Parents: not proven (see Family Notes)
Thomas appears to have had a very colourful and distinctive personality. The following entry from the Journal of the House of Burgesses of Virginia dated Tuesday, August 3, 1619 reveals that he was most certainly a man of great spirit and boldness---and quite possibly also a "troublemaker" and rogue.
"...Captain William Powell presented to the assembly a petition to have justice against a lewd and treacherous servant of his, who by false accusation given up in writing to the governor sought not only to get him deposed from his government of James City, and utterly (according to the proclamation) to be degraded from the place and title of a Captaine, but to take his life from him also. And so out of the said Petition sprang the order following: Captain William Powell presented a petition to the General Assembly against one Thomas Garnett a servant of his not only for extreme neglect of his business, to the great loss & prejudice of the said Captaine, and for openly and impudently abusing his House, in full sight both of Master and Mistress, through wantonness with a woman servant of theirs, a widdowe, but also for falsely accusing him to the Governor both of Drunkenness, & Thefte, & besides for bringing his fellow servants to testifie on his side, wherein they justly failed him."
Further to this Petition by William Powell, the General Assembly, and the Governor himself, passed sentence upon Thomas Garnett that the said defendant "should stand four days with his ears nailed to the Pillory" [ouch] that is to say from Wednesday August 4th and for likewise Thursday, Friday and Saturday next following, and every of those four days should be publicly whipped. Clearly Thomas Garnett was indentured to Captain William Powell.
It is not evident how serious or true the accusations leveled by William Powell against Thomas actually were. The only testimony offered in the case came from William Powell himself, and he was known to be a drunkard and gambler. Furthermore, William Powell was well acquainted with the governor, played cards with him and allegedly lost his beautiful estate called Chippokes, on the James River, in a card game with the governor. Such comradeship between Captain Powell and the governor would not likely ensure fair treatment for Thomas against the word of his accuser.

Material provided:
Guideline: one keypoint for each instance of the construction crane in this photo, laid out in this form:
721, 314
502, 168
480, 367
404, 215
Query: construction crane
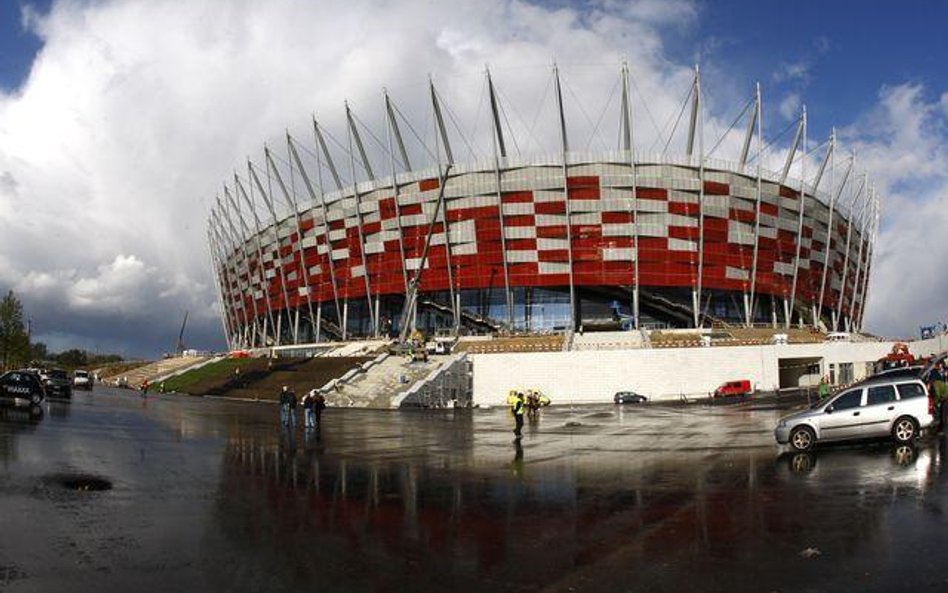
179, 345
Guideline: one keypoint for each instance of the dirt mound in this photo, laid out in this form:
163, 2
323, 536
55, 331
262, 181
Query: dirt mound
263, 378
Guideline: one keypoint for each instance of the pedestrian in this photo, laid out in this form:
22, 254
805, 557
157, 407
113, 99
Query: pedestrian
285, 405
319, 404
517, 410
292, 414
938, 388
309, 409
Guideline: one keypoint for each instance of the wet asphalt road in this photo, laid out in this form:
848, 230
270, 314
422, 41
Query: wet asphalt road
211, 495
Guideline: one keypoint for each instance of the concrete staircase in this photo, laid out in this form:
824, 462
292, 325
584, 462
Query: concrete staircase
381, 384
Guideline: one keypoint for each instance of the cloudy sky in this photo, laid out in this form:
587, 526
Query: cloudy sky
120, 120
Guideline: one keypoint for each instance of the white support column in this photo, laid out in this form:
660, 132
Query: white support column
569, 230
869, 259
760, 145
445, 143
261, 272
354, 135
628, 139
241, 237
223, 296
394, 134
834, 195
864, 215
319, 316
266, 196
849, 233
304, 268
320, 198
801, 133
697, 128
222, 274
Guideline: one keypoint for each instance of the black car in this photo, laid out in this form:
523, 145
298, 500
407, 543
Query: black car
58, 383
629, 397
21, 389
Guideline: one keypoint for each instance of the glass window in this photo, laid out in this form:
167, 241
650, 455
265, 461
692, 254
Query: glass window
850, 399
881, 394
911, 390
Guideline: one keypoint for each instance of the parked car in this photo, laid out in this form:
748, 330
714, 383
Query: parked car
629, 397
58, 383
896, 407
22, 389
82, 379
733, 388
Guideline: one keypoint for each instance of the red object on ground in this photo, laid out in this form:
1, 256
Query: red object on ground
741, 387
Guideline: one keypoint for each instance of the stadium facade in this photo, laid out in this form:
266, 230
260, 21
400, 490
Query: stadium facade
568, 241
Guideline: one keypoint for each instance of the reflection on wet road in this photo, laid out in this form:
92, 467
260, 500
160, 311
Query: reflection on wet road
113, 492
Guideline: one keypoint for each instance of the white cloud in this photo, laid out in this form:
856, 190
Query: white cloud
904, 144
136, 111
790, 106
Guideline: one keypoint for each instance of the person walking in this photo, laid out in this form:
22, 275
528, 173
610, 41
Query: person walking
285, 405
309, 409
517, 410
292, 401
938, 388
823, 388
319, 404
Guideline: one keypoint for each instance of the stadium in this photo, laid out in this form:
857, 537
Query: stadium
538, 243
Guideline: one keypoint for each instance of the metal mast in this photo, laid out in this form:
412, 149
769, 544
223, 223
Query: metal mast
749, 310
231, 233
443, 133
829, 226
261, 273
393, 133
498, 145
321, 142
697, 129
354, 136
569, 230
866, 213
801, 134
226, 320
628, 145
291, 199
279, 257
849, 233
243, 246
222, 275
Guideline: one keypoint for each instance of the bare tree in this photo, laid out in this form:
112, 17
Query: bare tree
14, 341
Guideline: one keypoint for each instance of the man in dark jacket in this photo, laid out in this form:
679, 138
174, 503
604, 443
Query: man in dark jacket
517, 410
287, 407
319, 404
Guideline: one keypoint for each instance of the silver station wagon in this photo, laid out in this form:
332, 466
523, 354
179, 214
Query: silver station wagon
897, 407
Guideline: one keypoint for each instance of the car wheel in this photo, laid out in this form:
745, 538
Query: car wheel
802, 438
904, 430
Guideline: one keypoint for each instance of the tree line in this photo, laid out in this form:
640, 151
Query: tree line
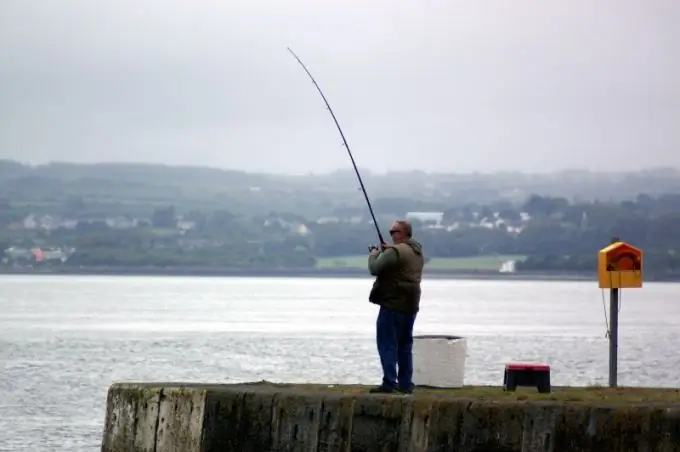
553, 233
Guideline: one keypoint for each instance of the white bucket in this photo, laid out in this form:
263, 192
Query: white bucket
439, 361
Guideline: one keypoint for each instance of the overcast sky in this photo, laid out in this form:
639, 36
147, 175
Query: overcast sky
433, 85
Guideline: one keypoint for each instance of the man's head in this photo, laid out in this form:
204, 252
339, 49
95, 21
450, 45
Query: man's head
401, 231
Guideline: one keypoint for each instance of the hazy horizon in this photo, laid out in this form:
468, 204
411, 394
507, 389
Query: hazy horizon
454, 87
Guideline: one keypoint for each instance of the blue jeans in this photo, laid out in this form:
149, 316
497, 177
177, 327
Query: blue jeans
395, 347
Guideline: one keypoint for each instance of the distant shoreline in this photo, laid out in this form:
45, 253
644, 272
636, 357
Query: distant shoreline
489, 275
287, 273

...

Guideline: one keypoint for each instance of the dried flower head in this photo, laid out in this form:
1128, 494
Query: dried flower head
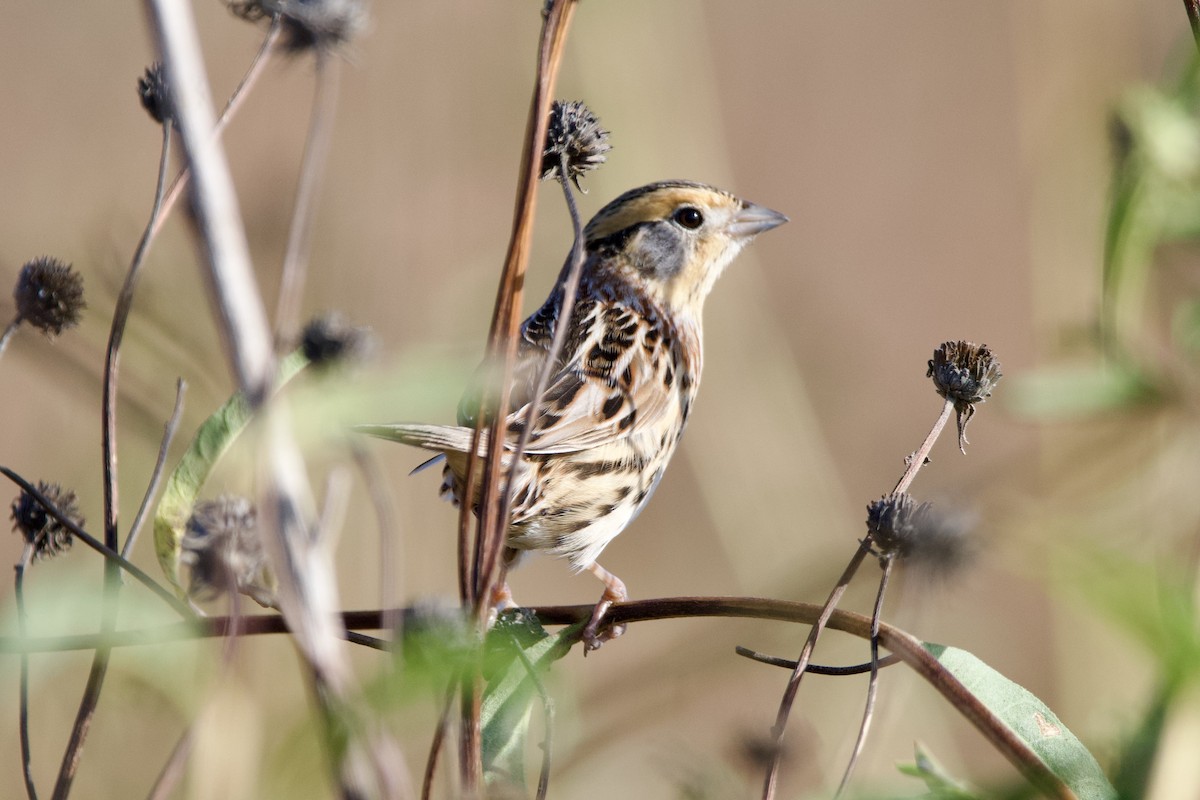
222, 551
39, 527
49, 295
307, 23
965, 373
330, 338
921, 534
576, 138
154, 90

Task instructions: From the passage about Thomas Garnett above, list each offense Captain William Powell charged Garnett with in the petition to the General Assembly.

Answer to this task:
- Extreme neglect of his business, to the great loss and prejudice of the Captain
- Openly and impudently abusing his house, in full sight of both master and mistress, through wantonness with a woman servant of theirs, a widow
- Falsely accusing him to the Governor of drunkenness and theft
- Bringing his fellow servants to testify on his side